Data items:
★ ★ ★ ★ ★

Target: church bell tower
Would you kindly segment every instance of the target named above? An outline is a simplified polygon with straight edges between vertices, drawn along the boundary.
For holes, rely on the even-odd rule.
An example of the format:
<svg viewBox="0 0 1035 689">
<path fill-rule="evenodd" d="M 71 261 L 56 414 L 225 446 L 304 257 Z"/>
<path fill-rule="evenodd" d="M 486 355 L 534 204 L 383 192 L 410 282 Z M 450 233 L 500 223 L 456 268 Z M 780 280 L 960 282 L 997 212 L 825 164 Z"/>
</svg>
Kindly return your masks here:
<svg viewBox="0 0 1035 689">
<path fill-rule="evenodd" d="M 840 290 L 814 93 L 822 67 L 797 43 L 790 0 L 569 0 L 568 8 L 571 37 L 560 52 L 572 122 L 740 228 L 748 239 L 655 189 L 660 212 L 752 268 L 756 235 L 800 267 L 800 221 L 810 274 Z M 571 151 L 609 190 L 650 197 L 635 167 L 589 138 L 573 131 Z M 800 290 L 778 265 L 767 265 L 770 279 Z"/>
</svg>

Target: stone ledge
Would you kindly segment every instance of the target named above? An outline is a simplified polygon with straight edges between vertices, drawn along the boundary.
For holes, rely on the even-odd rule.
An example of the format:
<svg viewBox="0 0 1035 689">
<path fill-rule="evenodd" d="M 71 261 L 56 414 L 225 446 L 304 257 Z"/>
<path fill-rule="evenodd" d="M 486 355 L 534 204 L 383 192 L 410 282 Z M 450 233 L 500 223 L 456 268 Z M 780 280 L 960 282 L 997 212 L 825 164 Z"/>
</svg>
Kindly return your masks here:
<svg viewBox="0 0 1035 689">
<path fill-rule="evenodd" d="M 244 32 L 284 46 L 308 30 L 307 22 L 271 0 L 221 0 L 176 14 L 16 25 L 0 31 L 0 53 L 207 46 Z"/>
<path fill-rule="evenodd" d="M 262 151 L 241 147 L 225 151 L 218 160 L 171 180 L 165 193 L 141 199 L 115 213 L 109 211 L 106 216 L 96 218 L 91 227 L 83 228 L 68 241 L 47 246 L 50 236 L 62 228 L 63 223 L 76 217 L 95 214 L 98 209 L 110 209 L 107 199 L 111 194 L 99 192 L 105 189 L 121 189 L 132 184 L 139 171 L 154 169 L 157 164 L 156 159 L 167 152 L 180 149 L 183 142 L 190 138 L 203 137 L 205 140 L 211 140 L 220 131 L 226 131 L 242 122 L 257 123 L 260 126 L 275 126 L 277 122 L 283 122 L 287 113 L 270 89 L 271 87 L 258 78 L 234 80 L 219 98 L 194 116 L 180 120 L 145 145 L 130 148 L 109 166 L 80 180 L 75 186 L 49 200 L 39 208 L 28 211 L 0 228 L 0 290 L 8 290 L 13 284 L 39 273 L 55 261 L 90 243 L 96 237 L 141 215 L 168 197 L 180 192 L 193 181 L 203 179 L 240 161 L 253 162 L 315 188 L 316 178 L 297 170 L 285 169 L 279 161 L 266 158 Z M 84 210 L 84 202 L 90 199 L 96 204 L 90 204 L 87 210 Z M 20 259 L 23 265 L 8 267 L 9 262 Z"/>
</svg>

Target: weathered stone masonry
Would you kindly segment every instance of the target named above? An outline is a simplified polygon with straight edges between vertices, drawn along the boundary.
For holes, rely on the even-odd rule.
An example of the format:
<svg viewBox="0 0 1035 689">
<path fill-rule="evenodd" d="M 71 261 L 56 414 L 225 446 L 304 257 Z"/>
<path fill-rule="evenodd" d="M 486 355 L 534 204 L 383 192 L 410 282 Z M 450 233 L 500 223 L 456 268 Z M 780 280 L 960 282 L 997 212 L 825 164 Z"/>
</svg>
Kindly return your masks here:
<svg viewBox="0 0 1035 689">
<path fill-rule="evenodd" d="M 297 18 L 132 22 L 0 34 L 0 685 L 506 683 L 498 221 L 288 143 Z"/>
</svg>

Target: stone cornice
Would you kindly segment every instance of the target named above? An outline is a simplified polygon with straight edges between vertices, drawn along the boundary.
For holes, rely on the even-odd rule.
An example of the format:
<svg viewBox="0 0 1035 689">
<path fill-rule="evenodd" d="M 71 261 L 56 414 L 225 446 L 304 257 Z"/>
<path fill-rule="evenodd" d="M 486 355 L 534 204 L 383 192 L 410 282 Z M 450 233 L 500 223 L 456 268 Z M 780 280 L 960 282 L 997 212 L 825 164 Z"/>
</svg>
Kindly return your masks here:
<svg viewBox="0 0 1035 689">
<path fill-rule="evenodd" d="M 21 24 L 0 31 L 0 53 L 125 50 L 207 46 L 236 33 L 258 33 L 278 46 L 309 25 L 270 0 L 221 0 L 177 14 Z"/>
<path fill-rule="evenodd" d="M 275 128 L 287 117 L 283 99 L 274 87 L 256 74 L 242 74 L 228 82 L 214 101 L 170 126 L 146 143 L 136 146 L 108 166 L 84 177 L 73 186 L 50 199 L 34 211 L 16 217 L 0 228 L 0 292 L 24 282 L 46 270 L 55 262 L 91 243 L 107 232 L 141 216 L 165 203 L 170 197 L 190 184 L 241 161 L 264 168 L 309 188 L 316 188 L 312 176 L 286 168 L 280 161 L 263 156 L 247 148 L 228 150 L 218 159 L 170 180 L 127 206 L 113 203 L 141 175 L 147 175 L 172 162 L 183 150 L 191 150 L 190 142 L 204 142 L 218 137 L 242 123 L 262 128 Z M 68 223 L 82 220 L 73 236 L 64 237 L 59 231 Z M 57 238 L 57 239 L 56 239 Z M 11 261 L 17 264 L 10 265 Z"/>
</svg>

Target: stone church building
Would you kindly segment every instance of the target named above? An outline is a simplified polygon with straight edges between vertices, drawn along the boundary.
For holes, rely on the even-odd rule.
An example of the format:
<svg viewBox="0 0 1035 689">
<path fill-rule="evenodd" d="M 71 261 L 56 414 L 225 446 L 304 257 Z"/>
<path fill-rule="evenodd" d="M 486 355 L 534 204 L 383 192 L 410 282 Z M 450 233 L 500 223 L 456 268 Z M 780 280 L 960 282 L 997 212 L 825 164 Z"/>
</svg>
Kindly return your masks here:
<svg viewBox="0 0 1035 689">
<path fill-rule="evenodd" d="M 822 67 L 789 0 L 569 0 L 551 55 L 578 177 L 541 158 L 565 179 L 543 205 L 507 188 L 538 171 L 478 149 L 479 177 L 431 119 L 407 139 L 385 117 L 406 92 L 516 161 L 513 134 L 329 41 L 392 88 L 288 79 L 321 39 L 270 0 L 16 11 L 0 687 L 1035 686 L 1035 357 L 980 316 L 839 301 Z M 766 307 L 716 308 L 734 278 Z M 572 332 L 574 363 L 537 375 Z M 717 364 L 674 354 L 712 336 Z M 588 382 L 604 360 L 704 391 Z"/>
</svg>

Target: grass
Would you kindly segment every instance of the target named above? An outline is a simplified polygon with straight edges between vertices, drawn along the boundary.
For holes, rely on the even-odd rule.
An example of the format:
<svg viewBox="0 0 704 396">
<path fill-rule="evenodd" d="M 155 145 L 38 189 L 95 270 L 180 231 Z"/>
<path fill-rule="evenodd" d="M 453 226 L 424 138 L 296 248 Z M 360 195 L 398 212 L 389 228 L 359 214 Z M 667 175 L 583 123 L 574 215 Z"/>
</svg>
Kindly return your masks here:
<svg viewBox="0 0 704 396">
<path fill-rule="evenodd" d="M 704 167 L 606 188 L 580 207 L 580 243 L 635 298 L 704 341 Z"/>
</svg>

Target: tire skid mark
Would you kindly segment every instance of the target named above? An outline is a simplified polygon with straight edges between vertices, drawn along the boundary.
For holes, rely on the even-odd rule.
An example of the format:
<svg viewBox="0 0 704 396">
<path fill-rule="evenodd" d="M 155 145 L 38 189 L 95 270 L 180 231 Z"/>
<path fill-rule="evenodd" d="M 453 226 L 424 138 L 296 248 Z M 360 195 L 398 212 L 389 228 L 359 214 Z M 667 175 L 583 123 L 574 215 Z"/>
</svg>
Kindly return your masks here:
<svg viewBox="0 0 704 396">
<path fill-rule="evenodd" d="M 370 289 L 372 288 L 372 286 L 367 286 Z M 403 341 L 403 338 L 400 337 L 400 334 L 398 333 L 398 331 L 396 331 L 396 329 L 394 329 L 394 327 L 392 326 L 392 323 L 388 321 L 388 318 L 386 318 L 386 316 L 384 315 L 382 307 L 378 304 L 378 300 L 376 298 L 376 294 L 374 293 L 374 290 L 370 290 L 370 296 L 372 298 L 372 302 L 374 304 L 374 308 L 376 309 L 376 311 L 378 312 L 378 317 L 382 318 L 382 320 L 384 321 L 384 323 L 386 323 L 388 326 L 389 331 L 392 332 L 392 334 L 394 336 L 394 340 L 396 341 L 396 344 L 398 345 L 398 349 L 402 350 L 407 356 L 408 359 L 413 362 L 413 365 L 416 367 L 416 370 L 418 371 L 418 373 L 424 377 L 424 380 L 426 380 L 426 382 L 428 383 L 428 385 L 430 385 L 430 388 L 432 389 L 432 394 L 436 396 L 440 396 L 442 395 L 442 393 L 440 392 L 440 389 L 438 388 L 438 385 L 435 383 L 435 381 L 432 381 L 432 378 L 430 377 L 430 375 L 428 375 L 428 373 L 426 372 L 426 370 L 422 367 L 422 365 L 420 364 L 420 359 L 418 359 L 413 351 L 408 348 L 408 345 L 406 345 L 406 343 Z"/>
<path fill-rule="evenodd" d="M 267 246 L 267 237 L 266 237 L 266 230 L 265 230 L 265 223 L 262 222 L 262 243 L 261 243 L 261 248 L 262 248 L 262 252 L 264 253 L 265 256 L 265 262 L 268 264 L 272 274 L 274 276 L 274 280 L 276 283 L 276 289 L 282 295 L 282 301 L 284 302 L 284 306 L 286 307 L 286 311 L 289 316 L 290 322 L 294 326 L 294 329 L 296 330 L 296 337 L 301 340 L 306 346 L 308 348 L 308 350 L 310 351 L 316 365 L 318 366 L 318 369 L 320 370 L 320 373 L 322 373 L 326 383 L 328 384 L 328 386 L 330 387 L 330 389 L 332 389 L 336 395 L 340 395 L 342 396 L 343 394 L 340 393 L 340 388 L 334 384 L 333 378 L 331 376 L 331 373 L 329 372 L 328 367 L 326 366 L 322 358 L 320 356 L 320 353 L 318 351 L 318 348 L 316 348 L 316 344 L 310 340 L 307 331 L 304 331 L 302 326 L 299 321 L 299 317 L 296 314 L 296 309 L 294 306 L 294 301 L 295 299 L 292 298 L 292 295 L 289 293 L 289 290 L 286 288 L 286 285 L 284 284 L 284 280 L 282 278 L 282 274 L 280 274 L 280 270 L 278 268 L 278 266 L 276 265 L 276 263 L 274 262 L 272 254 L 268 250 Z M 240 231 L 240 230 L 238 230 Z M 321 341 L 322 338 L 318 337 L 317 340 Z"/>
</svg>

★ ★ ★ ★ ★

## EXERCISE PROMPT:
Copy out the lines verbatim, starting at the one containing "Target: stone ledge" and ending at the one containing "244 32 L 284", with both of those lines included.

## RESPONSE TO THE TASK:
Target: stone ledge
Would you kindly segment every instance of the target named above? An outline is a simplified polygon with straight edges between vertices, drawn along the boundary.
For holes, rely on the even-odd rule.
An example of the format:
<svg viewBox="0 0 1035 689">
<path fill-rule="evenodd" d="M 71 261 L 56 414 L 225 446 L 304 257 Z"/>
<path fill-rule="evenodd" d="M 486 355 L 534 204 L 383 192 L 410 282 Z M 450 233 L 500 223 L 456 268 Z M 780 280 L 960 282 L 997 212 L 825 164 Z"/>
</svg>
Kindly return your masks here:
<svg viewBox="0 0 1035 689">
<path fill-rule="evenodd" d="M 244 32 L 284 46 L 308 30 L 307 22 L 271 0 L 221 0 L 176 14 L 16 25 L 0 31 L 0 53 L 207 46 Z"/>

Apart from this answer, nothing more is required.